Each line from the material with the word "pink" in it must be copied.

◇ ◇ ◇ ◇

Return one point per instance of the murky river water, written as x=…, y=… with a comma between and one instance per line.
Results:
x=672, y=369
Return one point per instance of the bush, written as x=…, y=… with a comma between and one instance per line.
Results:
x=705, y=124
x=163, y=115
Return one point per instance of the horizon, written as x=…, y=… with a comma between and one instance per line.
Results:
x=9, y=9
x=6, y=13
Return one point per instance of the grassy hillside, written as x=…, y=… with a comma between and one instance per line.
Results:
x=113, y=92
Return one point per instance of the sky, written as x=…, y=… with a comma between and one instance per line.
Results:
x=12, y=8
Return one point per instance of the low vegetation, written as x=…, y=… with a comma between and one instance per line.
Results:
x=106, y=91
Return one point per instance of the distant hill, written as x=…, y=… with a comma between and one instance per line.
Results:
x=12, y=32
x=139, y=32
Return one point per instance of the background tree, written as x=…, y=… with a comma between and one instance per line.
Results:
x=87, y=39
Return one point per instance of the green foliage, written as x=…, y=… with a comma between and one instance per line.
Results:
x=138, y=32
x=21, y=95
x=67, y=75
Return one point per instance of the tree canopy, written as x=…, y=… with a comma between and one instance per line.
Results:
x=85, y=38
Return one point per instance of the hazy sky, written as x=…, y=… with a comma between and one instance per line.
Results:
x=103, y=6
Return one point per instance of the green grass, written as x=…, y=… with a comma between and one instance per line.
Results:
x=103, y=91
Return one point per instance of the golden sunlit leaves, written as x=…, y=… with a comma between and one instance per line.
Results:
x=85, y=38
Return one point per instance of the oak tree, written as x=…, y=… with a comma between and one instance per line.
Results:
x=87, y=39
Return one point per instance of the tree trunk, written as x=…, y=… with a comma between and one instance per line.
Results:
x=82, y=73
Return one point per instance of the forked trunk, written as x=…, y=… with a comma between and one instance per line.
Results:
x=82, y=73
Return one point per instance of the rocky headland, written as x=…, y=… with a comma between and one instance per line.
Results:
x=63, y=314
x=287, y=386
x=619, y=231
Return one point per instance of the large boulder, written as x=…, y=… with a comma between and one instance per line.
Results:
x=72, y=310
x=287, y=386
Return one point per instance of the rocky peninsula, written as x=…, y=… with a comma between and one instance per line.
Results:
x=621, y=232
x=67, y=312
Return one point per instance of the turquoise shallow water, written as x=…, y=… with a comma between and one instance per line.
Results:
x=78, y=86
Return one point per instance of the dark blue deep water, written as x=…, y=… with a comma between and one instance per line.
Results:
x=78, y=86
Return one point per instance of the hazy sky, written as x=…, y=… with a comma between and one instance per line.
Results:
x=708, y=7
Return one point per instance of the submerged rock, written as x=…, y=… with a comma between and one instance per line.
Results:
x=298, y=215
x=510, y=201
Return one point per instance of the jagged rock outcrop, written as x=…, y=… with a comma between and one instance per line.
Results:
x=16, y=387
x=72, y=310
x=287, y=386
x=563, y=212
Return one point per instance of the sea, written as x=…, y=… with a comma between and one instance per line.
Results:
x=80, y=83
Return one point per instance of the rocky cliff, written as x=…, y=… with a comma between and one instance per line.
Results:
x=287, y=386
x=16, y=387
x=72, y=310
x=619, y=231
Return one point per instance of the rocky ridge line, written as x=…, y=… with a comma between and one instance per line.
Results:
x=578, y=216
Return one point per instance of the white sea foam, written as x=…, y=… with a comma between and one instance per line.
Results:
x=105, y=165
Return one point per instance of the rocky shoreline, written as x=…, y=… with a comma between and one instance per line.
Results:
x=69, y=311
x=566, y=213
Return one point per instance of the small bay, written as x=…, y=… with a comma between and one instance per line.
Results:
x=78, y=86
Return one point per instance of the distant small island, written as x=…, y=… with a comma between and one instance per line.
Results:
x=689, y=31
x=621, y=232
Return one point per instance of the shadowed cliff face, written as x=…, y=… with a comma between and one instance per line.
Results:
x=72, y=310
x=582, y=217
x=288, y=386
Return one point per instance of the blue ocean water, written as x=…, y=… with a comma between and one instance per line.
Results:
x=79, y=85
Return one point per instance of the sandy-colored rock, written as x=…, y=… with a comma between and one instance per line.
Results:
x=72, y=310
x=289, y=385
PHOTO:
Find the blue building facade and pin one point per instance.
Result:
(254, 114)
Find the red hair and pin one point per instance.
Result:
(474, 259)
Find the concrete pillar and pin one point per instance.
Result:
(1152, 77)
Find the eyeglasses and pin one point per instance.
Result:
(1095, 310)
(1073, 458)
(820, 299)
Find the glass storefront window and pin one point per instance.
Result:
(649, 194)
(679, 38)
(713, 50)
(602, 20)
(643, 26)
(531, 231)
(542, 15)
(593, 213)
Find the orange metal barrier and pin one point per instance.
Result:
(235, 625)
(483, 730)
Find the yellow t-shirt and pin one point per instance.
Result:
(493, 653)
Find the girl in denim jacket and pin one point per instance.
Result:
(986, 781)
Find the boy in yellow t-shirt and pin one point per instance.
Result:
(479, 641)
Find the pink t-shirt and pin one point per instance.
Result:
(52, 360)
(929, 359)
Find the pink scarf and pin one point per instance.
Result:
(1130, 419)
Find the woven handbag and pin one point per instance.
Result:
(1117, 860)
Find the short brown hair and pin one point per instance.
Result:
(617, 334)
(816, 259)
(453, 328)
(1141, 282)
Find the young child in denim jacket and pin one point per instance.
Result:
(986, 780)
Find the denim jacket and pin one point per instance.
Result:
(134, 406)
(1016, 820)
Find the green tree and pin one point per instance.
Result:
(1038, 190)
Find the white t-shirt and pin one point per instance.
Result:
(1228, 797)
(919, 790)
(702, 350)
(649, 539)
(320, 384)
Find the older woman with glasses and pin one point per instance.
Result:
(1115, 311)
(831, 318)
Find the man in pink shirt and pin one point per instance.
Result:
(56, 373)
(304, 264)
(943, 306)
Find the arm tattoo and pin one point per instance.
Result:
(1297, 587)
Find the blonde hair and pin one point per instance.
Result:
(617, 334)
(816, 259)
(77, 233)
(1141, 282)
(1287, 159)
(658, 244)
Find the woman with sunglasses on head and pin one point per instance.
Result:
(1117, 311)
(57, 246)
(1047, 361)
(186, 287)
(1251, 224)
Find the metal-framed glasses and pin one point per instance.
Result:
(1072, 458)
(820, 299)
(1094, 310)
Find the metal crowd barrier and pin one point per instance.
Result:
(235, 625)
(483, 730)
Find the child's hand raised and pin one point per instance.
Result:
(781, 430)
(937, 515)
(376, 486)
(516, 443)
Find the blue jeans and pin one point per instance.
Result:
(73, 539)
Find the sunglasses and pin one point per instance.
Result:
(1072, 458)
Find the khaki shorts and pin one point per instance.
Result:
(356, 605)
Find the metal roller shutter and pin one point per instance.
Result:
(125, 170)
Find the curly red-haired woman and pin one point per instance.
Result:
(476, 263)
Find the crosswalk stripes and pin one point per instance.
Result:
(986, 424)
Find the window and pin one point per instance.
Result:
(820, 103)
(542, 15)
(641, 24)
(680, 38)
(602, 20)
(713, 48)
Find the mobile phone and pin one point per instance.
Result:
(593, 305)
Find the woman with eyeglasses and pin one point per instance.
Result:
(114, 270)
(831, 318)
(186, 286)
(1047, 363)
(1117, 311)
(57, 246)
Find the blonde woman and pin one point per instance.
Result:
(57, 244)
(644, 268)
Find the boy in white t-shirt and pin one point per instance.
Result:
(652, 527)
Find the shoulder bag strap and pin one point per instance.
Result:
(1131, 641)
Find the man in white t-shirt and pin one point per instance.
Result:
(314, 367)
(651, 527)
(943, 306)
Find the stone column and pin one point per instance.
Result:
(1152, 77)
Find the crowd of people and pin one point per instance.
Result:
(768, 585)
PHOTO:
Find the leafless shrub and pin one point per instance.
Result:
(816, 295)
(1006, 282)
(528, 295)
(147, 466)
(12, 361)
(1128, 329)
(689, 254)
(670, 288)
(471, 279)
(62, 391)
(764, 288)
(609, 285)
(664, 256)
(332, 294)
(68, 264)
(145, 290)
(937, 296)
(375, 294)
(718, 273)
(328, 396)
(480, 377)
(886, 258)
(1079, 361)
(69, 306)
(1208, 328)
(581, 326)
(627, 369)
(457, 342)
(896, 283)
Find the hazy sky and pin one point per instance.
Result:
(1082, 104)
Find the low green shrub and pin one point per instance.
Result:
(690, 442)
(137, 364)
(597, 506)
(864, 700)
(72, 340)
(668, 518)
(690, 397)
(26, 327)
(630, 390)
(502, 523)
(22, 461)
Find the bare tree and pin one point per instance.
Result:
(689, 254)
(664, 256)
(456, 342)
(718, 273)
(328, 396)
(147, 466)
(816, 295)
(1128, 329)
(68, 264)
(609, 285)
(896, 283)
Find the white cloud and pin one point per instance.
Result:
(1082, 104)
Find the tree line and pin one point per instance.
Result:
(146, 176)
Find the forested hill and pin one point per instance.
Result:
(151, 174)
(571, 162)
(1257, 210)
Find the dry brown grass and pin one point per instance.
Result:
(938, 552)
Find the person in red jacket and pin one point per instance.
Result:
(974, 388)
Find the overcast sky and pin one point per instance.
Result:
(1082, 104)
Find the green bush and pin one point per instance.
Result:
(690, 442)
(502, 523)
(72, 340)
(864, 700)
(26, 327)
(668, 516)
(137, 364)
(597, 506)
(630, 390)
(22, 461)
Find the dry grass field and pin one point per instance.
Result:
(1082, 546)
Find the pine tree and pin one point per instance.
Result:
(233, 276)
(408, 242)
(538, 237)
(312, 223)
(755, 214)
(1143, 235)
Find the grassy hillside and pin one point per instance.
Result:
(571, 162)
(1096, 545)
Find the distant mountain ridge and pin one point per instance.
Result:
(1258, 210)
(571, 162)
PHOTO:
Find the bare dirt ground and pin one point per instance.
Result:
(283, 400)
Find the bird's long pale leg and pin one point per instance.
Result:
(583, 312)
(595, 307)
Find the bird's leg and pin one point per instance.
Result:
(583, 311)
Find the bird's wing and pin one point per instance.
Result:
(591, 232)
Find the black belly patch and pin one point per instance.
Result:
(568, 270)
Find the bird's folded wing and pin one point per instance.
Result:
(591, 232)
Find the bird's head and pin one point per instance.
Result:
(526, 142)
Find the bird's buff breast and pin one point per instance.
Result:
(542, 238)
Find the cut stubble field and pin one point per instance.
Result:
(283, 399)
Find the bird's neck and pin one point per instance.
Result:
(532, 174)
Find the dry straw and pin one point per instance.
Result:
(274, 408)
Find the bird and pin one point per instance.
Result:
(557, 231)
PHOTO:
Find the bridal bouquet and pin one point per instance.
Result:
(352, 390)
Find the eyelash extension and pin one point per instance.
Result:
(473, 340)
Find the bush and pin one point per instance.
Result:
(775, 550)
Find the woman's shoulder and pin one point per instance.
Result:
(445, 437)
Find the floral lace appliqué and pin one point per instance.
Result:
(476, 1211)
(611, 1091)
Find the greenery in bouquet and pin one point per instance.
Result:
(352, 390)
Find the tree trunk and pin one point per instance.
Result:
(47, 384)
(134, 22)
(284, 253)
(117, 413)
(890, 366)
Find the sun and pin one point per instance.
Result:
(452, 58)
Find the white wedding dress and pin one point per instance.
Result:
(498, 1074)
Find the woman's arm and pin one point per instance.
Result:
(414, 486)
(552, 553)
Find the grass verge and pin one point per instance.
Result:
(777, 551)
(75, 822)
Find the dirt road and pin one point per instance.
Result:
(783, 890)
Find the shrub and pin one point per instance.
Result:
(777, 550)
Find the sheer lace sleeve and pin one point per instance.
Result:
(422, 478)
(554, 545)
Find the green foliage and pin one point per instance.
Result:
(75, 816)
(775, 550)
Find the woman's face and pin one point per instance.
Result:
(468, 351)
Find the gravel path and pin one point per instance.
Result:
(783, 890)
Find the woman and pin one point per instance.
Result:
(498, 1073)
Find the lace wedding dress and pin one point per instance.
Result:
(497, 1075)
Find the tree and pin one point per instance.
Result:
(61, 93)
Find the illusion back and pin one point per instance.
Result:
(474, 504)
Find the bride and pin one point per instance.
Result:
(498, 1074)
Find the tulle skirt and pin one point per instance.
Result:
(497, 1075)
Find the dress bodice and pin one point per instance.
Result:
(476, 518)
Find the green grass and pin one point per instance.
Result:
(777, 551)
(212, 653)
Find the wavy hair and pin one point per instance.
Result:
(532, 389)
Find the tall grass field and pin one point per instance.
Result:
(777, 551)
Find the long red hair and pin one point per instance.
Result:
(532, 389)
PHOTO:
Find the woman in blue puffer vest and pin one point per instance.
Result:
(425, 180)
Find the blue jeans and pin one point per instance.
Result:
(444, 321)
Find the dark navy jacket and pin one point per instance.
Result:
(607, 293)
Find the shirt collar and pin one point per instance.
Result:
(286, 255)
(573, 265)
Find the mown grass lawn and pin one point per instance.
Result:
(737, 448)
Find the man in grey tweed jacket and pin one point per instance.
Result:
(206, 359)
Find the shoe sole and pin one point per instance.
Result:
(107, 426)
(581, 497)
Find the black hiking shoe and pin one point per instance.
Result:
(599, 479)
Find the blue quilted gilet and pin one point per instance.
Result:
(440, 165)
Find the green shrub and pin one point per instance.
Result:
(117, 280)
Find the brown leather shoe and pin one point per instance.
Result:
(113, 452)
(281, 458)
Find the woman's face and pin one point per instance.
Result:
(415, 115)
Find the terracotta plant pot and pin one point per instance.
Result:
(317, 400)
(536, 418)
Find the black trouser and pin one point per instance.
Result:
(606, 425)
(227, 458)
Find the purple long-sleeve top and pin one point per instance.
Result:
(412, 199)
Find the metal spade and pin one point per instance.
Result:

◇ ◇ ◇ ◇

Written answer:
Find the pink t-shirt and pin one point per instance.
Find the pink scarf and pin one point per instance.
Find the man in pink shirt and pin one point per instance.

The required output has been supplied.